## Tasks and exercises
1 - According to the robots.txt setup text below, which WordPress plugins generate robots.txt automatically?
2 - Using the robots.txt setup text below, explain why placing the file at public/robots.txt works for an Astro site.
3 - Write the next part of the robots.txt setup text below, following on from its final line.

═════ Text section ═════

Create a public/robots.txt file (for static sites) or a /robots.txt endpoint (for dynamic sites).
WordPress: plugins Yoast SEO or Rank Math generate robots.txt automatically. Add AI-bot sections manually via the file editor.
Next.js: create app/robots.ts or public/robots.txt:
// app/robots.ts
import type { MetadataRoute } from 'next';
export default function robots(): MetadataRoute.Robots {
return {
rules: [
{ userAgent: '*', allow: '/' },
{ userAgent: 'GPTBot', allow: '/' },
{ userAgent: 'ClaudeBot', allow: '/' },
],
sitemap: 'https://example.com/sitemap.xml',
};
}
Astro: place public/robots.txt — it is served as a static file.
How do we check robots.txt?

═════ Given data ═════

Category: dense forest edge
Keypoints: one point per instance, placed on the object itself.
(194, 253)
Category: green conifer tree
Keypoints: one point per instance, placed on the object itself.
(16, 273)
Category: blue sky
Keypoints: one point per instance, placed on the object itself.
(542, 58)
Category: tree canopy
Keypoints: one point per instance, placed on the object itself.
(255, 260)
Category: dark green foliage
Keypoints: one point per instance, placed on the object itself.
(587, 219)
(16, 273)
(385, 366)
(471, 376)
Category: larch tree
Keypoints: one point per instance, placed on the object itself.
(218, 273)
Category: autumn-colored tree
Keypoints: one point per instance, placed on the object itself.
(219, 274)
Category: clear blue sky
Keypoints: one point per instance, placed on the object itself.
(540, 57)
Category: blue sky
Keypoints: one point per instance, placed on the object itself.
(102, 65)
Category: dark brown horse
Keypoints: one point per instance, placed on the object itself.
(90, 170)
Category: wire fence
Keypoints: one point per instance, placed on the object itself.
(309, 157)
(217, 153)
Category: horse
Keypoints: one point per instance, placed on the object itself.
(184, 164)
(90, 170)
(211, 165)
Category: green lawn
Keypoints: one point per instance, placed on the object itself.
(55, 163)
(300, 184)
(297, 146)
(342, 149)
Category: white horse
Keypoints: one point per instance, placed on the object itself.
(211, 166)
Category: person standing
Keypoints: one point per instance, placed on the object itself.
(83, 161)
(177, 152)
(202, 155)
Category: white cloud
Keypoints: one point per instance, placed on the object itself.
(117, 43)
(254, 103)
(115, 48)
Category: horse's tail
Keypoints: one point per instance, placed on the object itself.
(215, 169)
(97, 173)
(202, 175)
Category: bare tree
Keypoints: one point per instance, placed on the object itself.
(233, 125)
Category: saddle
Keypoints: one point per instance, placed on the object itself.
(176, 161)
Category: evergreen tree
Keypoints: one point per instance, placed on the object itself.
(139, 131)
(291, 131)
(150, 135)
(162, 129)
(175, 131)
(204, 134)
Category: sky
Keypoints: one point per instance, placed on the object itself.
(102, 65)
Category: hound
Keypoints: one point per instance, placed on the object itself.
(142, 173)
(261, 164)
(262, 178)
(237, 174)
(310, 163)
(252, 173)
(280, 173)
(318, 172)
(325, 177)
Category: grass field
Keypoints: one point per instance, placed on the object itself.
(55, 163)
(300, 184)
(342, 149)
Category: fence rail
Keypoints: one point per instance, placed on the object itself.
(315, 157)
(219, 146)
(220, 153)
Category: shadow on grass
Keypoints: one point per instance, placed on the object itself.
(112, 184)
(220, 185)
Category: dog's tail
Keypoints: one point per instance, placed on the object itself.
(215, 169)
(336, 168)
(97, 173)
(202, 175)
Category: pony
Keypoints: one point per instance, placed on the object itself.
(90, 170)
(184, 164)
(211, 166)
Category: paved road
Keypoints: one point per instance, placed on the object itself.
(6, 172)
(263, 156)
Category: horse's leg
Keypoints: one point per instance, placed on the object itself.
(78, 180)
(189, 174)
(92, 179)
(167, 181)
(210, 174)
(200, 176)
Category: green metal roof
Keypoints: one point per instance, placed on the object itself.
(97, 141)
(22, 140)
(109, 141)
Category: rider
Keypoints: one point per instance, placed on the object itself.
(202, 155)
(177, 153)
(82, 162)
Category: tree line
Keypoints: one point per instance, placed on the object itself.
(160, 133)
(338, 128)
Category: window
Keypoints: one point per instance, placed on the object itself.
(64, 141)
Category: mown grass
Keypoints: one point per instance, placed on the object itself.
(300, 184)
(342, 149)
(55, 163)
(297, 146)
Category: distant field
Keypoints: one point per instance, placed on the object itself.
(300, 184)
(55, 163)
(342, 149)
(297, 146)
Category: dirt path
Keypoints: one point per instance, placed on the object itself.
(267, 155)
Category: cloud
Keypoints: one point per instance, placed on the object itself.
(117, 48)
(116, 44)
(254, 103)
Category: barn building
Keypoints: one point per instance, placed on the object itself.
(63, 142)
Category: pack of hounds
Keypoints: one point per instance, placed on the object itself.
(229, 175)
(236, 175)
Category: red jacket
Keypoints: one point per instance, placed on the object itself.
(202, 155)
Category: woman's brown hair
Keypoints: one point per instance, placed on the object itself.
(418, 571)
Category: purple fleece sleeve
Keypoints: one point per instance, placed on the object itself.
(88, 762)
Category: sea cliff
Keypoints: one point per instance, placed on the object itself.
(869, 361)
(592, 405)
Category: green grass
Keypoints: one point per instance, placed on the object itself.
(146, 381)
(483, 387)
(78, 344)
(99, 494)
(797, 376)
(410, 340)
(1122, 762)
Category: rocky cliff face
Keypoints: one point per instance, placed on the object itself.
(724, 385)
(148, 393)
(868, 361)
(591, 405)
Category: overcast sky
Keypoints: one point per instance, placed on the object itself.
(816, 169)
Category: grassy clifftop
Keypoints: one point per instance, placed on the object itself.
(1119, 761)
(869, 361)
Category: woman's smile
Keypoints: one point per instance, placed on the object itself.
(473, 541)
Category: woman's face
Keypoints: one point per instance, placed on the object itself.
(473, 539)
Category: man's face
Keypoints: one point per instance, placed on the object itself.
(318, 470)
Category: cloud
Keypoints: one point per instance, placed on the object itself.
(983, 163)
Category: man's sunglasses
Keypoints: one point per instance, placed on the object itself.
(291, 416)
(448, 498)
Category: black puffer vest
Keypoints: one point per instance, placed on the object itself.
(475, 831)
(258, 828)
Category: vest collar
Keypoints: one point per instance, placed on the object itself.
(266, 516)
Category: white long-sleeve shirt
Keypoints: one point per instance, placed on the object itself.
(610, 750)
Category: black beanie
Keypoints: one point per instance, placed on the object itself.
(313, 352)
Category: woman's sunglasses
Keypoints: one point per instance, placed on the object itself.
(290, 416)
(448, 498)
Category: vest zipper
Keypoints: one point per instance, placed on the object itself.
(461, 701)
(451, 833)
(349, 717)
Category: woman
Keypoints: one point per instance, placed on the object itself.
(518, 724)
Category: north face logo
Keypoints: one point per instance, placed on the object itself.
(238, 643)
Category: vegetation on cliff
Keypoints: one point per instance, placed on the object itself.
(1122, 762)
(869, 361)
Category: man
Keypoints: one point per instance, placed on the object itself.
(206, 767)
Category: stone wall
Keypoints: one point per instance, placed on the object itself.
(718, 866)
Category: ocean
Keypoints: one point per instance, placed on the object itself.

═════

## Expected responses
1 - Yoast SEO or Rank Math.

2 - In Astro, a file placed at public/robots.txt is served as a static file, so putting robots.txt there makes it available.

3 -
The scanner performs GET /robots.txt and checks sequentially:
- HTTP 200 — the file exists and is accessible
- Content-Type: text/plain — served as text, not HTML
- Non-empty content — the file is not empty
- Presence of
User-agent:directives — at least one block (RFC 9309) - Format validity — no structural errors
Gradient result: 1.0 if a Sitemap: directive or at least one non-wildcard User-agent block is present; 0.5 if only User-agent: * with no Sitemap. Status fail — on non-200 HTTP, empty file, or missing directives.
The file is cached and passed to dependent checks: AI bot rules, Content Signals, Sitemap.